GIVEN EXERCISE 1
In the image location labeling entries below, substitute "bare twig" for every "dry branch" and give the entries again with nothing else changed. Leave the pictures out of your answer.

DOCUMENT EXTRACT
=====

SQL id of record at which maximum occurs, by group

Collapse
X
 
  • Time
  • Show
Clear All
new posts
  • SjaakBanaan
    New Member
    • Jun 2009
    • 6

    SQL id of record at which maximum occurs, by group

    Hey all,

    I have a question that ought to be simple but has given me headaches for a while.

    I have a table with contact email addresses, say.

    Code:
    T
    ID ContID Priority Emailaddress
    ----------------------------------------------
    1     1         10     email1@contact1.fi
    2     1          7      email2@contact1.fi
    3     2          9      email1@contact2.fi
    4     2          8          ....
    ...

    Now, the main question:
    I want to create a query that gives me
    - the ID-number of the records
    - that correspond to the highest-priority emailaddress
    - of each contact.


    I then want to use this query-result of ID-numbers to INNER JOIN to table T (or actually a table with more fields) to get the fields I'm interested in; the joining being done on the ID-fields, something like:
    Code:
    SELECT t1.ContID, t1.Emailaddress
    FROM t AS t1
    INNER JOIN
    (
      SELECT "the ID with the highest priority"
      FROM t AS t2
      GROUP BY t2.ContID
    ) AS t3 ON t3.ID = t1.ID
    The problem is that it's not possible to get "the ID of the record with the highest-priority email for each contact" with SQL- at least, none that I know of.
    (It IS possible to "get the maximum ID of the records for each contact" or "get the maximum priority for each contact", as shown below.)


    I did think of some solutions, but none that I like.


    I could do the JOINing on other fields, something like
    Code:
    SELECT t1.ContID, t1.Emailaddress
    FROM t AS t1
    INNER JOIN
    (
      SELECT t2.ContID, MAX(t2.priority) AS MaxPrio
      FROM t AS t2
      GROUP BY t2.ContID
    ) AS t3 ON t3.ContID = t1.ContID AND t3.MaxPrio = t1.Priority
    but this has the disadvantage of needing to join on multiple fields that may not necessarily be unique (there may be a contact with several emailaddresses with the same priority) - I want to get only one record per contact, maximum.

    This could multiplicity can be solved by GROUPing also in the outer query, like this:
    Code:
    SELECT t1.ContID, FIRST(t1.Emailaddress) AS FirstEmail
    FROM t AS t1
    INNER JOIN
    (
      SELECT t2.ContID, MAX(t2.priority) AS MaxPrio
      FROM t AS t2
      GROUP BY t2.ContID
    ) AS t3 ON t3.ContID = t1.ContID AND t3.MaxPrio = t1.Priority
    GROUP BY t1.ContID
    but also this solution has the disadvantage of JOINing on multiple non-unique fields.
    It also makes it difficult to include additional conditions: if the table has a yes/no field 'IsWork', and I want to get the highest-priority work-email, I need to include the 'WHERE IsWork = TRUE' line in both the inner and the outer query.

    It's just not pretty!


    Another possible solution is
    Code:
    SELECT t1.contID, t1.EmailAddress
    FROM t AS t1 
    INNER JOIN 
    (
    SELECT t2.ID, COUNT(*) 
      FROM t AS t2
      INNER JOIN t AS t3 ON (t2.ContID = t3.ContID) AND ((t2.priority < t3.priority) OR (t2.priority = t3.priority AND t2.ID <  t3.ID))

=====

Image location labeling entries:

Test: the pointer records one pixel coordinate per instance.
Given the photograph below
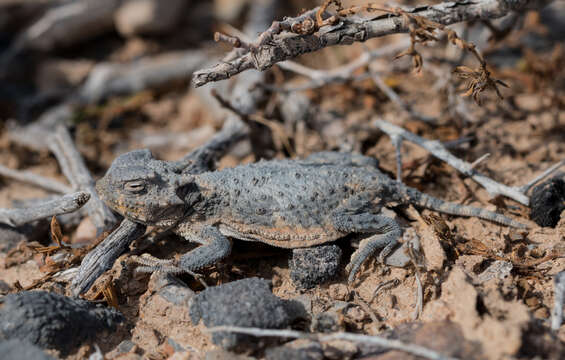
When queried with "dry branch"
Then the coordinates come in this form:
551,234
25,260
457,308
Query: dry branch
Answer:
389,344
392,96
76,172
45,209
559,299
517,193
103,256
151,72
355,29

=====

GIVEN EXERCISE 2
Resume the SQL forum post above, about getting the ID of each contact's highest-priority email address, and carry it on from its last line.

EXERCISE RESPONSE 1
Test: the pointer records one pixel coordinate per instance.
Given the photograph below
When queried with "bare twig"
Then the coordinates come in this form:
551,234
25,260
457,308
Query: bare twig
Answer:
389,344
392,96
76,172
45,209
559,299
517,193
103,256
151,72
355,29

EXERCISE RESPONSE 2
      GROUP BY t2.ID
      HAVING COUNT(*)  =1
      )  AS t4 ON t4.ID =t4.ID
    ORDER BY t1.contID
    (adjusted from http://rickosborne.org/blog/index.ph...grouped-query/, with the "(t2.ContID = t3.ContID) AND ((t2.priority < t3.priority) OR (t2.priority = t3.priority AND t2.ID < t3.ID)) " line to force a consistent ordering upon the recordset, even if a contact has several emailaddresses with the same priority.)

    I like this solution; all the selecting of the correct ID numbers is done isolatedly in the inner query, and additional conditions can be included here without needing to change something in the outer query.

    But it's really slow! :(

    Can someone help me out? Suggestions for an adequete, pretty, fast query to do the job?

    Thanks!!

    Sjaak

    if wanted i can prepare an Access file, of course.
    I'm using access 2007, SQL ANSI-92
  • Delerna
    Recognized Expert Top Contributor
    • Jan 2008
    • 1134

    #2
    I think you have all SQL possibilities pretty much covered but am interested to see alternatives if any.

    Comment

    • NeoPa
      Recognized Expert Moderator MVP
      • Oct 2006
      • 32662

      #3
      You would have thought that something like this would have been built into the SQL standards. It wasn't as far as I can see :(

      I would use either of two methods :
      1. Code:
        SELECT T.ContID,
               T.Emailaddress
        FROM   T INNER JOIN
               (
            SELECT   [ContID]
                     Val(Mid(Max(Format([Priority],'0000') & T.ID),5)) AS ID
            FROM     T
            GROUP BY [ContID]
               ) AS subT ON T.ContID=subT.ContID
      2. Code:
        SELECT [ContID],
               [Emailaddress]
        FROM   T AS T1
        WHERE  [Priority] In
               (
            SELECT   Max([Priority]) AS Data
            FROM     T AS T2
            GROUP BY [ContID]
            WHERE    T2.ContID=T1.ContID
               )

      Comment

      • SjaakBanaan
        New Member
        • Jun 2009
        • 6

        #4
        NeoPa, thanks for your suggestions

        Your first is quite creative :) (There's a typo in that the joining should be on the ID-fields, btw)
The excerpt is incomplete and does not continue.